*STATED GOAL*: From the ReclibWH page, reproduce word for word the part that opens with the words containing "I started this" and closes with "powering modern recommenders.".

*SOURCE PASSAGE*:
_ _ _ _ _

ReclibWH - A home for Recommender Systems

I started this project looking to implement a simple recommender system to help me choose films for movie nights. It has since turned into a long-term project to learn more about the many innovative and insightful ML techniques powering modern recommenders.

Usage

pip install .

Import your recommender of choice

from reclibwh.recommender.recommenderMF import RecommenderMF

Instantiate data object (uses the movielens data downloadable from here https://grouplens.org/datasets/movielens/100k/)

data_folder = './data/ml-latest-small'
from reclibwh.utils.ItemMetadata import ExplicitDataFromCSV
d = ExplicitDataFromCSV(True, data_folder=data_folder)

Instantiate model

save_path = './models/MyMatrixFactorizer'
rmf = RecommenderMF(
    mode='train', n_users=d.N, n_items=d.M,
    mf_kwargs={
        'f':20, 'lamb':0 , 'decay':0.9, 'lr':0.005, 'epochs': 20, 'batchsize': 50,
        'normalize': {'loc':0., 'scale':5.0}, 'adaptive_reg': True, 'Nranked': d.Nranked
    },
    model_path=save_path
)

_ _ _ _ _

Stored entries
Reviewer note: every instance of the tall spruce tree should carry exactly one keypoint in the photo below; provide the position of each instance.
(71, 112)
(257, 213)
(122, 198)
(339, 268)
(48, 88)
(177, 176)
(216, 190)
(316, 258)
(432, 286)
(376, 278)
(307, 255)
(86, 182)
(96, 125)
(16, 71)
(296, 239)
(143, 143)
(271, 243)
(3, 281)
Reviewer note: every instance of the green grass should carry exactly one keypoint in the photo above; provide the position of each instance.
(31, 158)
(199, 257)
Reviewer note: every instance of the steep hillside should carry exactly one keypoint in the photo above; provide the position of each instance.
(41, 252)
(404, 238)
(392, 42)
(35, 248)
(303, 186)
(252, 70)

_ _ _ _ _

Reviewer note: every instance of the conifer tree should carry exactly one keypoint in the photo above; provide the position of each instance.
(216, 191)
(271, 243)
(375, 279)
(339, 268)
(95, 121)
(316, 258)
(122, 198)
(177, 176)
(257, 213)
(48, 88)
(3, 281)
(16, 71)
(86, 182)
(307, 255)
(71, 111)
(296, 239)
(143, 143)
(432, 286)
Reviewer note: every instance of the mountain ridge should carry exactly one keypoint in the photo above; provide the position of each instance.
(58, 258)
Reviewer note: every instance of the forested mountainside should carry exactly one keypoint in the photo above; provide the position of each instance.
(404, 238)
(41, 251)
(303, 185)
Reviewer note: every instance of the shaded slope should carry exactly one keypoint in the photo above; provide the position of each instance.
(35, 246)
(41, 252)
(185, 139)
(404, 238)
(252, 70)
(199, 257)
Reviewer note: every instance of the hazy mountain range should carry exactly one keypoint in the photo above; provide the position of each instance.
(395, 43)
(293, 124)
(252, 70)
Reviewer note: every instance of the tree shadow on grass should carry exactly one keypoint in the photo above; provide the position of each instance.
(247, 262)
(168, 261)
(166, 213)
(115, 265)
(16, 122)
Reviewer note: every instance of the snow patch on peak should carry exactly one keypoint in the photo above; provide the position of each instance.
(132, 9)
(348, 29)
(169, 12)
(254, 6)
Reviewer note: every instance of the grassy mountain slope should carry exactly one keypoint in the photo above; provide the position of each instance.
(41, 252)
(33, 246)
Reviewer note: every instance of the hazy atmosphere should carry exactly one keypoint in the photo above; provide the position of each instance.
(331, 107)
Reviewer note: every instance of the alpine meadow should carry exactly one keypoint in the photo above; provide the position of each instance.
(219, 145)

_ _ _ _ _

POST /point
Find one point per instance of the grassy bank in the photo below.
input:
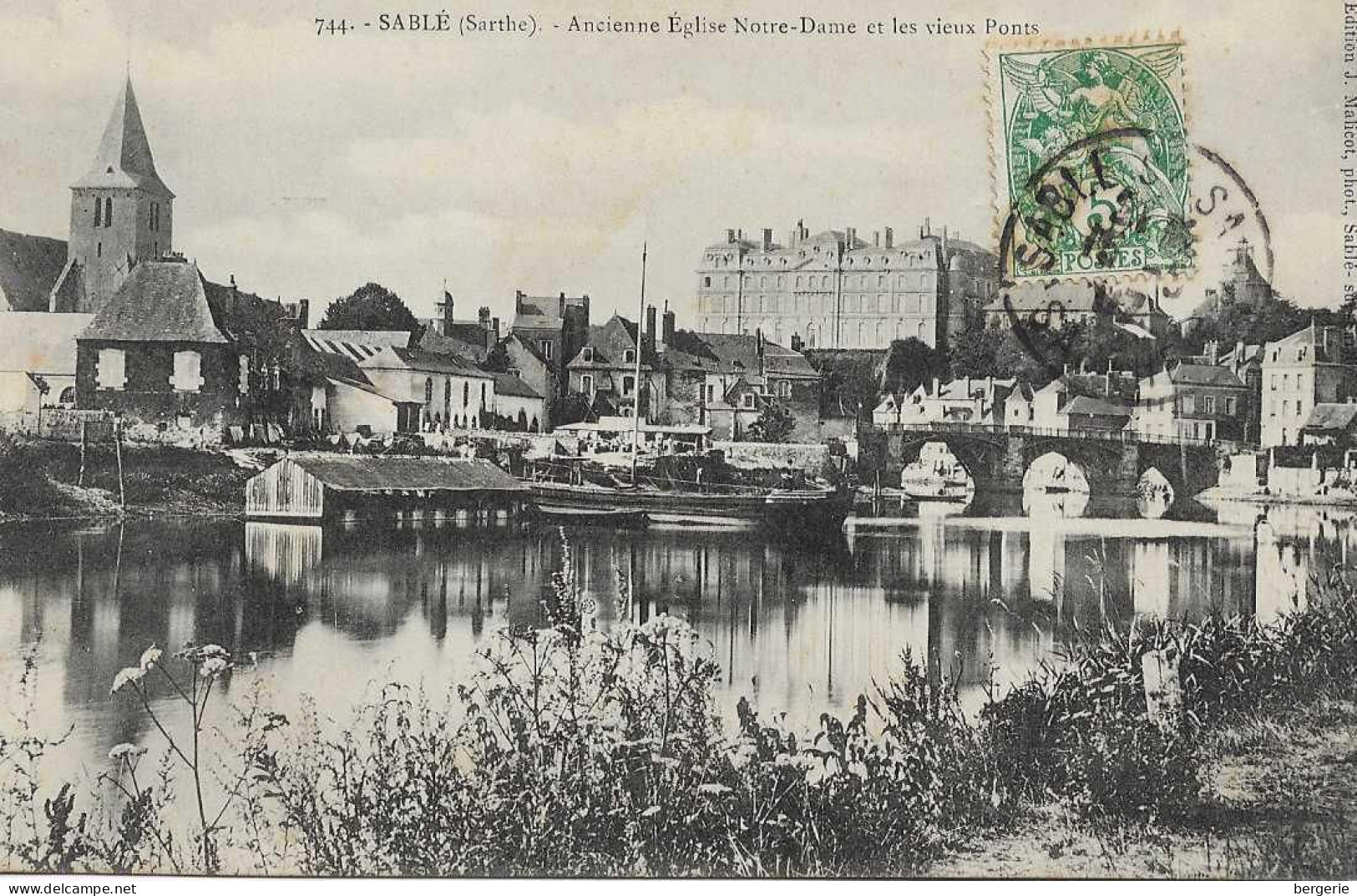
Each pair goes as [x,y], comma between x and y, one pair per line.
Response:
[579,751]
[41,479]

_ _ _ _ _

*COMPLETED EXERCISE*:
I started this project looking to implement a simple recommender system to help me choose films for movie nights. It has since turned into a long-term project to learn more about the many innovative and insightful ML techniques powering modern recommenders.